What you are asked to do.
Rewrite the lines from the one holding "drop a dot on the metal" through the end of the material, inclusive, swapping "one marker per instance" for "one point per instance" and leaving everything else unchanged.

Excerpts from point annotation data:
────────────────────────────────────────
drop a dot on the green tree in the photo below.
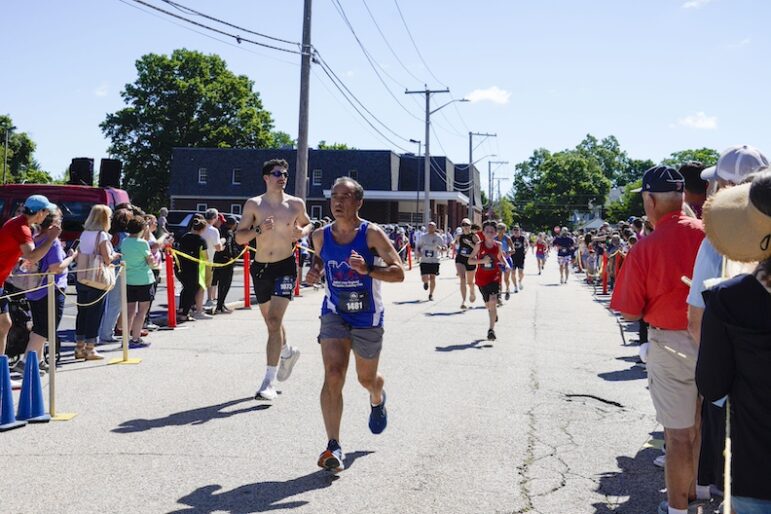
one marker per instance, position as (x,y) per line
(187,99)
(706,156)
(323,145)
(22,166)
(630,204)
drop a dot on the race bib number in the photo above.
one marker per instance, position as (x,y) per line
(352,302)
(284,286)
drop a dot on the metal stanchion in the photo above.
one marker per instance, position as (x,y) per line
(62,416)
(247,277)
(124,321)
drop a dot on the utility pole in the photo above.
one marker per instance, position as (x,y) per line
(471,170)
(301,172)
(427,165)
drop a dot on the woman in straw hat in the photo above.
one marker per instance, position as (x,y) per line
(735,349)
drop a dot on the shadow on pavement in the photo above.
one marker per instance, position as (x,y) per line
(633,373)
(639,483)
(189,417)
(473,345)
(261,496)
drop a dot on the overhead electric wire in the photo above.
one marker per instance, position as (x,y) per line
(222,22)
(373,64)
(238,38)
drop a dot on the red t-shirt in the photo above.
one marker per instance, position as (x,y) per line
(488,273)
(649,282)
(14,233)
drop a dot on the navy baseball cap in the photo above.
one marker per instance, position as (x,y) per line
(662,179)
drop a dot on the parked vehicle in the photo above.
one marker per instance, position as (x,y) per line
(74,201)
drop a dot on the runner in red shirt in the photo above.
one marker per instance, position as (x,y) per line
(16,241)
(486,255)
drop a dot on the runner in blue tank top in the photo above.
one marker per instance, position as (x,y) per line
(356,257)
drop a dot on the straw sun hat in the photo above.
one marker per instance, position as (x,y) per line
(737,220)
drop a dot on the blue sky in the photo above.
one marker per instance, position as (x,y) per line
────────────────────────────────────────
Answer to the task.
drop a dot on the metal stanchion in the photo above.
one point per instance, position as (x,y) per line
(62,416)
(247,277)
(124,321)
drop a dot on the utility pole in the photo above.
one point per instance, position as (x,y) per line
(471,170)
(301,172)
(427,165)
drop a dot on the woman in straw hat in the photo above.
one point per instance, position as (x,y) per line
(735,349)
drop a dot on the shadow on pavement in the photo above.
one point per instance, position as (x,y) per line
(633,373)
(639,483)
(189,417)
(473,345)
(261,496)
drop a dot on the overhead electric wire in the photo above.
one point per instance, position as (x,y) per line
(222,22)
(373,64)
(238,38)
drop a dot on the red t-shirt in the photo above.
one point per instance, position as (x,y) per line
(488,273)
(649,282)
(14,233)
drop a dot on the navy baseball cap in the photo above.
one point per instance, position as (x,y) per line
(662,179)
drop a dot on the parked vehicle in the photo above.
one point per instance, position as (x,y) per line
(74,201)
drop a dot on the runner in red shirt in the photo above.
one point per instance, position as (x,y) per line
(16,241)
(486,255)
drop a dot on the runner in blue tank top in the photo above.
one point per instance, position as (x,y) per line
(356,257)
drop a dot on the straw sun hat in the photo above.
one point per instance, position as (x,y) per line
(737,220)
drop a dot on the blue sky in the photo above.
one point per instance, position as (x,y) per line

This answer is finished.